_Exercise aim_: Print out every line, exactly as written.

_Records_:
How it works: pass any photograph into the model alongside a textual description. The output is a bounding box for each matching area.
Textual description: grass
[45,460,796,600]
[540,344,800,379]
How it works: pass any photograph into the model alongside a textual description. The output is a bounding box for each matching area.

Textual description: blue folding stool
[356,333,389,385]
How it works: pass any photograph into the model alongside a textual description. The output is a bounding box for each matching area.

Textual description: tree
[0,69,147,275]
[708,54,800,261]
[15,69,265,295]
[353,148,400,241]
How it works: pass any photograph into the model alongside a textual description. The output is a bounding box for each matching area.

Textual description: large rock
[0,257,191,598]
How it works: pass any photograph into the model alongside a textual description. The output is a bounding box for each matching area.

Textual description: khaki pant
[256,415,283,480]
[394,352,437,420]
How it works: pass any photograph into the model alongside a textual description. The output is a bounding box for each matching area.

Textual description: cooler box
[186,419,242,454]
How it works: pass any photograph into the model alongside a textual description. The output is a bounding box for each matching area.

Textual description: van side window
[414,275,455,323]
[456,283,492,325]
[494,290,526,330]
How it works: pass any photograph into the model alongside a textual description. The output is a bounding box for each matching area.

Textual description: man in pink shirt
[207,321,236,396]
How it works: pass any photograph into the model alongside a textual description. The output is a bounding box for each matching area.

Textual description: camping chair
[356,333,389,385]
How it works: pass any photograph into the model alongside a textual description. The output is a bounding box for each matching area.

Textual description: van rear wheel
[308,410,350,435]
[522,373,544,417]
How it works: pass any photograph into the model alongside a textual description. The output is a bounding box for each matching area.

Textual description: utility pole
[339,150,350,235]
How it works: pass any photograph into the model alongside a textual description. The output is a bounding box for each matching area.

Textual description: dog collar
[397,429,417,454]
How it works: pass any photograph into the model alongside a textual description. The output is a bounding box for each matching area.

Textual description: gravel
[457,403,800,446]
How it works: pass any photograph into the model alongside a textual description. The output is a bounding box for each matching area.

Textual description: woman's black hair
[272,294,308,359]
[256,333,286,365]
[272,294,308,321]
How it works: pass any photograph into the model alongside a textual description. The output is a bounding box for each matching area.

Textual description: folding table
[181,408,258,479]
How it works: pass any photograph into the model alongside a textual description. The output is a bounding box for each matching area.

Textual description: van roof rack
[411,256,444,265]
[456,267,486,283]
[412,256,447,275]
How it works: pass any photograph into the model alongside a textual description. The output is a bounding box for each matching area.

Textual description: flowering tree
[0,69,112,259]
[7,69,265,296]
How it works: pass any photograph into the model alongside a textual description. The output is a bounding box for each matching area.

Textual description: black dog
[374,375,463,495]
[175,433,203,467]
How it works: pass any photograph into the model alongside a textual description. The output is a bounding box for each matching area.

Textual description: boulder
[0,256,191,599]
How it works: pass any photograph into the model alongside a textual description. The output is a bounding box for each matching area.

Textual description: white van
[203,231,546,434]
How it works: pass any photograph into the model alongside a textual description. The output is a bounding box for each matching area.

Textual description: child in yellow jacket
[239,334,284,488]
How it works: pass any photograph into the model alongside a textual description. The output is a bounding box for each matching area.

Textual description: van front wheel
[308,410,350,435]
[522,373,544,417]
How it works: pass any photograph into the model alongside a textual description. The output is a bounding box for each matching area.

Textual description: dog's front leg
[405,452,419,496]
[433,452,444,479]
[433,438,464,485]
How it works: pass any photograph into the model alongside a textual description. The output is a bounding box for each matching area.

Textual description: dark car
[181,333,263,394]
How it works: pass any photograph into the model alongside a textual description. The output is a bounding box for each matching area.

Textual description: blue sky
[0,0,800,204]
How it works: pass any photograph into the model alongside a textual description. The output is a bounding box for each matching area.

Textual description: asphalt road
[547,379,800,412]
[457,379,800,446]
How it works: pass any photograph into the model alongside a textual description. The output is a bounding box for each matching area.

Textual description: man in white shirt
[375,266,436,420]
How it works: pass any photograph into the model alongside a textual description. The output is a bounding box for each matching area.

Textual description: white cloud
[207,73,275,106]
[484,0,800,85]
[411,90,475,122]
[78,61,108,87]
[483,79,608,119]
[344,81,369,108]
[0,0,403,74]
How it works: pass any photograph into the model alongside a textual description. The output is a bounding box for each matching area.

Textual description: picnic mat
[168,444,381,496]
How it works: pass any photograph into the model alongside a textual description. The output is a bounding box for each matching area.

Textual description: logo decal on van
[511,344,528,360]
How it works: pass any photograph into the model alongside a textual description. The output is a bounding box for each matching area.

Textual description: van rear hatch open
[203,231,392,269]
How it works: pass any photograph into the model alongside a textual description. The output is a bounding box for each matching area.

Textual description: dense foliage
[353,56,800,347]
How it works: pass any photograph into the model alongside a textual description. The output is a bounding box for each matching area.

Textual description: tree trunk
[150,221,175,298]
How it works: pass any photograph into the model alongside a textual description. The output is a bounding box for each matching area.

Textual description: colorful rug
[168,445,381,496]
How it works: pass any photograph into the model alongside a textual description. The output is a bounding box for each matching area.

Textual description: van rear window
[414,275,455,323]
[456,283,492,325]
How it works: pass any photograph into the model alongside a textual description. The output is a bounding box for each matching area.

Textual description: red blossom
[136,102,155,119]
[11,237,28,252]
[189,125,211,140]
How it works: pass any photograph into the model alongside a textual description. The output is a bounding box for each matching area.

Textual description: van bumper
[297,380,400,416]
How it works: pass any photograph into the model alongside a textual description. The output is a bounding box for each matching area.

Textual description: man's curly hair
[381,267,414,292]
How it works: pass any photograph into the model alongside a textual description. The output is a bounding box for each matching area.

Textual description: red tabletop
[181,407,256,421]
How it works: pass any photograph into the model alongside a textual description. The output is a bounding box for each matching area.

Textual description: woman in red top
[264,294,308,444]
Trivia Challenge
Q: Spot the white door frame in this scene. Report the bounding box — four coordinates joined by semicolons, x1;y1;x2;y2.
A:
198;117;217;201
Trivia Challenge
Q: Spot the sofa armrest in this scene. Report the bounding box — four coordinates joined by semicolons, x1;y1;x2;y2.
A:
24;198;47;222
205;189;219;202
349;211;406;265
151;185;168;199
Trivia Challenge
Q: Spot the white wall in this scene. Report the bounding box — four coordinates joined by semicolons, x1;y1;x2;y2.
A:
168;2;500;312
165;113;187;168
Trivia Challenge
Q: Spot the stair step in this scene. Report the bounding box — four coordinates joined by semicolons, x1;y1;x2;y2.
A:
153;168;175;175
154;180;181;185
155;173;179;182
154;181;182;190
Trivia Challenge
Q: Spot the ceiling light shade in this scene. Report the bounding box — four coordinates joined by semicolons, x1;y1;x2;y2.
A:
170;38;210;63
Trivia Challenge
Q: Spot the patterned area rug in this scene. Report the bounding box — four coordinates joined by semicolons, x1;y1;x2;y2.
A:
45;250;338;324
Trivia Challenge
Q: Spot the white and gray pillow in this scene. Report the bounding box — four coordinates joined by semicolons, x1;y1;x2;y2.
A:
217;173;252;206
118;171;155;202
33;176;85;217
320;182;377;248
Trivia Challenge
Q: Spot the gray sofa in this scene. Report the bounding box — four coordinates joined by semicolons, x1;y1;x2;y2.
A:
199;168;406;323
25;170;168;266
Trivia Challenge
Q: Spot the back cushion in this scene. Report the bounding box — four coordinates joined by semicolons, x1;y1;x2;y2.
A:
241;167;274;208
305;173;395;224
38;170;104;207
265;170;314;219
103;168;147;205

_Solution to this task_:
How it works: pass any photograph into the model alongside a textual description. The output is a bounding box for each matching area.
Textual description: grass
[45,460,796,600]
[540,344,800,379]
How it works: pass any photograph into the model alongside a textual description. The output is a bounding box for each matching area.

Textual description: blue folding stool
[356,333,389,385]
How it works: pass any photograph into the model alongside a textual description. The output is a bounding box for each matching area.

Textual description: tree
[0,69,147,275]
[708,54,800,261]
[15,69,265,295]
[353,148,400,241]
How it works: pass any photograph into the model alongside a textual description. The output is a bounding box for each matching area.

Textual description: large rock
[0,257,191,598]
How it works: pass any photograph into the model alongside a textual description. The output is a bounding box for each matching area.

Textual description: khaki pant
[256,415,283,480]
[394,352,437,420]
How it works: pass any photograph into the model alongside a textual description. The output is a bounding box for each matching area.

Textual description: cooler box
[186,419,242,454]
How it works: pass any photograph into the model alongside a textual description. The output is a bounding box for each matching area.

Textual description: van side window
[414,275,455,323]
[456,283,492,325]
[494,290,526,330]
How it works: pass any photograph into the model alongside a textual description. The output is a bounding box for each matching area.

Textual description: man in pink shirt
[207,321,236,396]
How it works: pass any photograph into the model alongside a textual description. The output is a bounding box for each matching area.

Textual description: camping chair
[356,333,389,385]
How it works: pass any photograph into the model alongside a textual description. The output is a bounding box for each matching area.

Textual description: van rear wheel
[308,410,350,435]
[522,373,544,417]
How it works: pass any photograph into the model alongside a textual description. The output is a bounding box for each matching area.

Textual description: utility pole
[339,150,350,235]
How it works: pass any photograph into the model alongside a textual description. The output is a bounding box for each matching area.

Textual description: dog collar
[397,429,417,454]
How it works: pass any photograph into the model alongside a textual description. The output is a bounding box for each matching area.

Textual description: gravel
[457,403,800,446]
How it works: pass any photograph into the model alongside a textual description. The output is a bounding box for each matching area.

Textual description: woman's black hair
[272,294,308,359]
[256,333,286,365]
[272,294,308,321]
How it works: pass any photograph into the model alongside a textual description. The output is a bounding box for each matching area.

Textual description: folding table
[181,408,258,479]
How it works: pass any photograph into the model alongside a textual description. The output is a bounding box for each matching area.

Textual description: van roof rack
[411,256,444,265]
[456,267,486,283]
[412,256,447,275]
How it works: pass any photograph into the model alongside a textual description. The output is a bounding box for each matching area.

Textual description: flowering tree
[0,69,112,259]
[7,69,265,296]
How it works: pass any photograph into the model alongside a textual description. The output is a bounding box for each matching area.

Textual description: black dog
[374,375,463,495]
[175,433,203,467]
How it works: pass any photograph into the model alongside a textual description. The output is a bounding box for each matching area.

Textual description: boulder
[0,256,191,599]
How it works: pass any photograph into the model alongside a textual description. The output is a bounding box for each matching area.

Textual description: white van
[203,231,546,434]
How it works: pass any photograph into the model alongside a textual description. The output is a bounding box for each matching area.

Textual description: child in yellow jacket
[239,334,284,488]
How it works: pass any photograph into the model alongside a textual description. The output is a bounding box for each matching area.

Textual description: van front wheel
[308,410,350,435]
[522,373,544,417]
How it works: pass any photograph into the model alongside a textual description. The output is a bounding box for each matching area.

Textual description: dog's front leg
[405,452,419,496]
[433,452,444,479]
[433,438,464,485]
How it works: pass any photograph into the model alongside a textual description. The output is a bounding box for each matching area.

Textual description: dark car
[181,333,263,394]
How it works: pass any photograph into the model alongside a textual description. The output is a bounding box for each matching area.

Textual description: blue sky
[0,0,800,204]
How it works: pass any photograph into the model alongside a textual description. The output is a bounding box for each matching area.

Textual description: asphalt road
[547,379,800,412]
[457,379,800,446]
How it works: pass any photograph into the model alongside a textual description. The output is a bounding box for each matching area.

Textual description: man in white shirt
[375,266,436,420]
How it works: pass any photograph into the model alongside a textual description. The output is a bounding box for each matching area.

Textual description: white cloud
[207,73,275,106]
[484,0,800,85]
[411,90,475,122]
[78,61,108,87]
[483,79,608,119]
[344,81,369,108]
[0,0,403,74]
How it works: pass any photograph into the model alongside a textual description. The output is a bounding box for each matching area.

Textual description: picnic mat
[168,444,381,496]
How it works: pass any photograph into the model alongside a textual description. The output is a bounding box for each matching area.

Textual description: logo decal on van
[511,344,528,360]
How it works: pass any photograph into the model alongside a textual description. The output is a bounding box for each matching area.

Textual description: van rear hatch open
[203,231,392,269]
How it works: pass any photograph into the model alongside a textual description. The output is a bounding box for each matching area.

Textual description: dense foliage
[353,56,800,347]
How it works: pass any photograph into the model alongside a textual description. The output is a bounding box for each matching area.

Textual description: tree trunk
[150,221,175,298]
How it works: pass any photograph into the model alongside a textual description. The output is a bounding box for each matching area.

Textual description: colorful rug
[168,445,381,496]
How it works: pass any photograph into the model alongside a textual description. The output is a bounding box for each matching area.

Textual description: van rear window
[414,275,455,323]
[456,283,492,325]
How it works: pass any photograph into the model alongside a textual description. The output is a bounding box for each matching area.

Textual description: red blossom
[136,102,155,119]
[11,237,28,252]
[189,125,211,140]
How it works: pass any photograph into the model alongside a textual description. The output is a bounding box for each matching area.

Textual description: van bumper
[297,380,400,416]
How it works: pass any photograph into the model alongside a textual description. The output is a bounding box for each matching area.

Textual description: man's curly hair
[381,267,414,292]
How it works: pass any photograph into the model alongside a textual description. The output is a bounding box for each matching area.

Textual description: red tabletop
[181,407,256,421]
How it works: pass any photograph into the model alongside a textual description. The output is a bounding box for each matching area.

Textual description: woman in red top
[264,294,308,444]
Trivia Challenge
Q: Spot the white door frame in this scene. Report the bounding box — four coordinates joined by semicolons, x1;y1;x2;y2.
A:
198;117;217;201
Trivia Challenge
Q: Spot the sofa armrest in this scene. Report the bounding box — four coordinates joined by semicolons, x1;y1;x2;y2.
A:
24;198;47;222
205;189;219;202
349;211;406;265
151;185;168;199
Trivia Challenge
Q: Spot the white wall in this scene. Report the bounding box — four coordinates joined by semicolons, x1;y1;x2;y2.
A:
168;2;500;312
165;113;187;168
Trivia Challenge
Q: Spot the stair step in this scene. Report the bounding box — four coordinates joined by semicolons, x1;y1;x2;y2.
A:
153;168;175;175
154;180;181;185
155;173;179;182
154;181;182;190
Trivia Challenge
Q: Spot the ceiling light shade in this scene. Report the bounding box — four coordinates joined by semicolons, x1;y1;x2;y2.
A:
170;38;210;63
Trivia Challenge
Q: Spot the patterned area rug in this scene. Report the bounding box — four coordinates joined by semicolons, x1;y1;x2;y2.
A:
45;250;338;324
Trivia Challenge
Q: Spot the white and gray pillow in this scene. Report the bounding box — four coordinates joined by semicolons, x1;y1;x2;y2.
A:
217;173;252;206
118;171;155;202
33;176;85;217
320;182;377;248
Trivia Challenge
Q: Spot the gray sofa in this scene. Report the bounding box — four coordinates joined by semicolons, x1;y1;x2;y2.
A:
199;168;406;323
25;170;168;266
Trivia Challenge
Q: Spot the back cushion in this scene. Report the bounding box — four coordinates joined by semicolons, x1;y1;x2;y2.
A:
241;167;274;208
305;173;395;224
38;170;104;207
265;170;314;219
103;168;147;205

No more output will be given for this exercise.